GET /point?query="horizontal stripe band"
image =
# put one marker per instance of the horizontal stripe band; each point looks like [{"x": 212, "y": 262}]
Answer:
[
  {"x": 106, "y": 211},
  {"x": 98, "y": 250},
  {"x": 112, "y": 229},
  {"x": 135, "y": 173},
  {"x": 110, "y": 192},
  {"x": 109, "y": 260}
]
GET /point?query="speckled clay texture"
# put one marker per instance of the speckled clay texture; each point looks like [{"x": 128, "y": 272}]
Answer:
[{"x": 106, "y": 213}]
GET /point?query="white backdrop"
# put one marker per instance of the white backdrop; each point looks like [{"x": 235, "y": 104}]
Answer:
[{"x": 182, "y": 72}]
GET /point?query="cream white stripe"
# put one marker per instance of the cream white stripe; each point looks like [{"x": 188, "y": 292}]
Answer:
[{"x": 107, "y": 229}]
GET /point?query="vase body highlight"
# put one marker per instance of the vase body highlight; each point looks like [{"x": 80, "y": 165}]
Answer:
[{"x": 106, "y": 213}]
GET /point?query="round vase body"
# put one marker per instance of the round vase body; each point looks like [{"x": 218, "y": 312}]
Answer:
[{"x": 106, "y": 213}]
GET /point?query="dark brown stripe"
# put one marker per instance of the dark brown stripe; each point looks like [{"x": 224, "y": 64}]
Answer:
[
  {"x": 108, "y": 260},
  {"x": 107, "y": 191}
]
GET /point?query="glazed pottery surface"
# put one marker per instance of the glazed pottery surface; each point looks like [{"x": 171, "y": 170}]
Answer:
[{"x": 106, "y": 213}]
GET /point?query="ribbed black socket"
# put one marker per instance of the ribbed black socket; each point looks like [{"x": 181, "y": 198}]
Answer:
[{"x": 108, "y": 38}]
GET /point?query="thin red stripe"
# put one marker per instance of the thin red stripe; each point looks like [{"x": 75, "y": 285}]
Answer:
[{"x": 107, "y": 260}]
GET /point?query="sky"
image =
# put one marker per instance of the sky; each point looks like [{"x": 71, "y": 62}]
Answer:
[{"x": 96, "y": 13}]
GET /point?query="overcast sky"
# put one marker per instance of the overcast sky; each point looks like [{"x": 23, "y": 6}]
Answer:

+===+

● **About this task**
The answer must be every line from the records above that contains "dark".

● **Worked solution**
GET /point?query="dark brown stripe"
# put one marker per instance of the dark brown stripe; each point looks like [{"x": 224, "y": 64}]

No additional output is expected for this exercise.